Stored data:
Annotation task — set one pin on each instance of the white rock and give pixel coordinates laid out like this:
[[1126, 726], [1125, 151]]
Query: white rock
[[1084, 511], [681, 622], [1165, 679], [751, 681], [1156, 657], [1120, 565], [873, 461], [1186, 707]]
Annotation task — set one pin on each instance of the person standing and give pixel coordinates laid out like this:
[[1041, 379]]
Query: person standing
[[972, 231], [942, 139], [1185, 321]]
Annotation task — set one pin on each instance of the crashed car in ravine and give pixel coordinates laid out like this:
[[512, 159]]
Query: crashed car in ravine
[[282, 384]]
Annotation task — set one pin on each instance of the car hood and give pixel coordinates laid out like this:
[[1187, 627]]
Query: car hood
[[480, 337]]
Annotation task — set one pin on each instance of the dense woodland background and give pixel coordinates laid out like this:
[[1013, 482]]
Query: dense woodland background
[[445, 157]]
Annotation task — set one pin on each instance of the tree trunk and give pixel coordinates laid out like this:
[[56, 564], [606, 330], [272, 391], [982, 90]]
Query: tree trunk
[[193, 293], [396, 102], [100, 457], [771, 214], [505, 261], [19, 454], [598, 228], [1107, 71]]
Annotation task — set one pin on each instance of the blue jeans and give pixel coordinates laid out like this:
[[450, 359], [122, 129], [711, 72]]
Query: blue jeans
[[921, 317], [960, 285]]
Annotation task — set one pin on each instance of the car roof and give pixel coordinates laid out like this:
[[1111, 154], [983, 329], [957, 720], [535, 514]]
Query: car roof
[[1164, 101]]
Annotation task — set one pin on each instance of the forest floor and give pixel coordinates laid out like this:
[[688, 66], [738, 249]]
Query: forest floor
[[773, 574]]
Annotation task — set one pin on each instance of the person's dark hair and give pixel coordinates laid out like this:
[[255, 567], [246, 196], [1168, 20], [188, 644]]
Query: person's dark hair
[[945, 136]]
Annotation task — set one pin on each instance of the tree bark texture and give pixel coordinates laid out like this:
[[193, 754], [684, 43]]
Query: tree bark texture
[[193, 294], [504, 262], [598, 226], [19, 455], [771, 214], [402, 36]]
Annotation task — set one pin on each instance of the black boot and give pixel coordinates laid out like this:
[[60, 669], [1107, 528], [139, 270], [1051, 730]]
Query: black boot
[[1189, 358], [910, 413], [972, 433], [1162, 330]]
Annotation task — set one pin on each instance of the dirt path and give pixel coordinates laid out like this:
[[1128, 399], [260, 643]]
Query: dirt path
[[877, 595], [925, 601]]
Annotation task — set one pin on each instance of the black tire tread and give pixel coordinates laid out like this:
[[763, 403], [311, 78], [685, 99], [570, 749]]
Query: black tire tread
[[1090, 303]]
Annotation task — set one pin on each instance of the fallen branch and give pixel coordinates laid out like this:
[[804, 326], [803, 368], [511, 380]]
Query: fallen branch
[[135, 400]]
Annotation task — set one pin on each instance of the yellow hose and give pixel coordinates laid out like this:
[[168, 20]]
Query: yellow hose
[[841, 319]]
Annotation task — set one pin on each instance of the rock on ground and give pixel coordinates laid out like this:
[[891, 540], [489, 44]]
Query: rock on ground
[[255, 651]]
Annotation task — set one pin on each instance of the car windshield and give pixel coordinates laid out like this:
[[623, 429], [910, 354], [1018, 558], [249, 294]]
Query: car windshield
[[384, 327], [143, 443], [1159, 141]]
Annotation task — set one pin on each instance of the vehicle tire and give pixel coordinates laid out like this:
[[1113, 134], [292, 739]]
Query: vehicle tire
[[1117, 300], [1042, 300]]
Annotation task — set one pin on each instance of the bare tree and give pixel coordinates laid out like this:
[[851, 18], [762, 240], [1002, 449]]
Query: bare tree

WORK ITEM: Using the entries above, repeat only the lines from the one containing "Query: crashed car in ravine" through the one containing "[[450, 359], [122, 129], [711, 72]]", end lines included.

ANSWER TO THE EXERCISE:
Query: crashed car in ravine
[[282, 384]]
Annotation task — set one pin on each instance of the car hood and give pixel coordinates laid out like this:
[[1187, 627]]
Query: car hood
[[480, 337]]
Annotation task — set one pin on each instance of the dense woodland background and give pixel coordinates laid out like this:
[[1013, 482]]
Query: dense woodland background
[[445, 157]]
Annotation task — set one pin on each instance of the tree trunk and give pixel coordinates laid out like this:
[[56, 564], [606, 330], [272, 391], [982, 90]]
Query: tree trunk
[[193, 293], [396, 102], [100, 457], [771, 214], [505, 261], [19, 454], [598, 228], [1107, 71]]
Annotation task — set one pin on each instance of the blue jeans and give pixel coordinates laid out like this:
[[450, 359], [122, 129], [711, 72]]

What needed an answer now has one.